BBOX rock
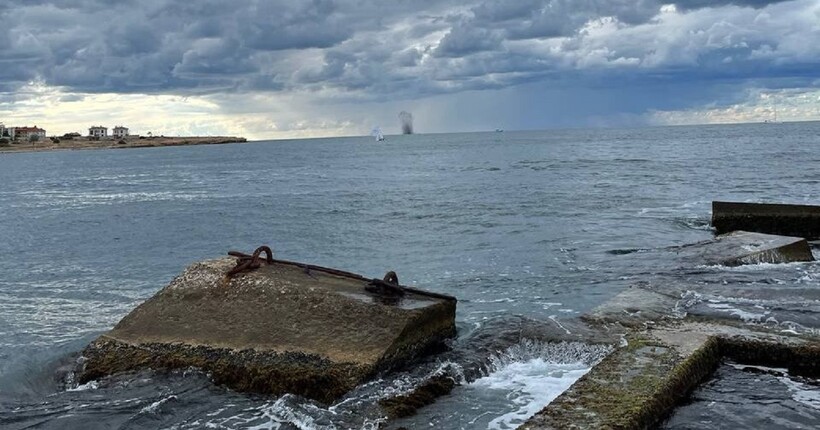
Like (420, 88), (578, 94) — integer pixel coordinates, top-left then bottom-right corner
...
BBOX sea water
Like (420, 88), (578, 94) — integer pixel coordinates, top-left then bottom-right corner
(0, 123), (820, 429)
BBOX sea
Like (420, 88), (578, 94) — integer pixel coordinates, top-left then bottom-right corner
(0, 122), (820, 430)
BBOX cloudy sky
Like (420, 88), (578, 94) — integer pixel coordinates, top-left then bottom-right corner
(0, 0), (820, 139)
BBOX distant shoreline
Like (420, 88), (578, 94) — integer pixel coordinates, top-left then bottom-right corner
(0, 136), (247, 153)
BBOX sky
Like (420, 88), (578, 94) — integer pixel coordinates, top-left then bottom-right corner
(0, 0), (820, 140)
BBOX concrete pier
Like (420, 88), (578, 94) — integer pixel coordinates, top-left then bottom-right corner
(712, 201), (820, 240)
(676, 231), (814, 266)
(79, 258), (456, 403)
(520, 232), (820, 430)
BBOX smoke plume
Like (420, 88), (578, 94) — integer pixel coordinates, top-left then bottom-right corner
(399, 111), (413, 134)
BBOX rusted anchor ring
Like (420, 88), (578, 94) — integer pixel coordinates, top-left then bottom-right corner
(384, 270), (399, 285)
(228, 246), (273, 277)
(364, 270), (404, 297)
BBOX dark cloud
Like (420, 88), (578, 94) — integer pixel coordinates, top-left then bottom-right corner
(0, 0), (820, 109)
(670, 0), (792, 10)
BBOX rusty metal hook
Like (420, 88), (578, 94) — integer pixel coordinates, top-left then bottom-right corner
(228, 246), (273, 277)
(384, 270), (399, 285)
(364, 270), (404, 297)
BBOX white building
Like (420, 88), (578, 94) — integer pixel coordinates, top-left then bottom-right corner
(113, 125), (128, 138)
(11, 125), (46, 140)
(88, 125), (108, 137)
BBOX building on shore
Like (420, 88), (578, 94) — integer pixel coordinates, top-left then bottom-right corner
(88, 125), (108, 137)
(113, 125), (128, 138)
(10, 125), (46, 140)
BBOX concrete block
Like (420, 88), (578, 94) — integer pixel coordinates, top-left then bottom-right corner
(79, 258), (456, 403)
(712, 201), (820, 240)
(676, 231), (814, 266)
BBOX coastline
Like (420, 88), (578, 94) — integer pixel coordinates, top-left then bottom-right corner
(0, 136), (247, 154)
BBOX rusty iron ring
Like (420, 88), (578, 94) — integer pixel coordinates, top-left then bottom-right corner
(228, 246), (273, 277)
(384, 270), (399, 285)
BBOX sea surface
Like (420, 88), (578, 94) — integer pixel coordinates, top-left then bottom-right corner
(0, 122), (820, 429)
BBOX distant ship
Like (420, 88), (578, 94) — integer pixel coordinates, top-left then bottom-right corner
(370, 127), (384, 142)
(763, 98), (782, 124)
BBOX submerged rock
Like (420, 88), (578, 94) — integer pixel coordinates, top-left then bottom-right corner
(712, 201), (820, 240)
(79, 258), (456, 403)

=== EXERCISE OBJECTIVE ===
Echo the entries verbatim, from the line containing "BBOX building on shore" through the line containing "(0, 136), (247, 154)", inclusive, and output nothing else.

=== ANSWER ===
BBOX building on shore
Like (420, 88), (578, 94) — integer pixel coordinates, top-left then bottom-right corner
(88, 125), (108, 137)
(113, 125), (128, 138)
(10, 125), (46, 140)
BBOX concrete block
Like (420, 88), (578, 94) — integer pixel coordinates, top-left then bottom-right corner
(79, 258), (456, 403)
(712, 201), (820, 240)
(676, 231), (814, 266)
BBOX coastline
Like (420, 88), (578, 94) — integer pixel coordinates, top-left then bottom-right corner
(0, 136), (247, 154)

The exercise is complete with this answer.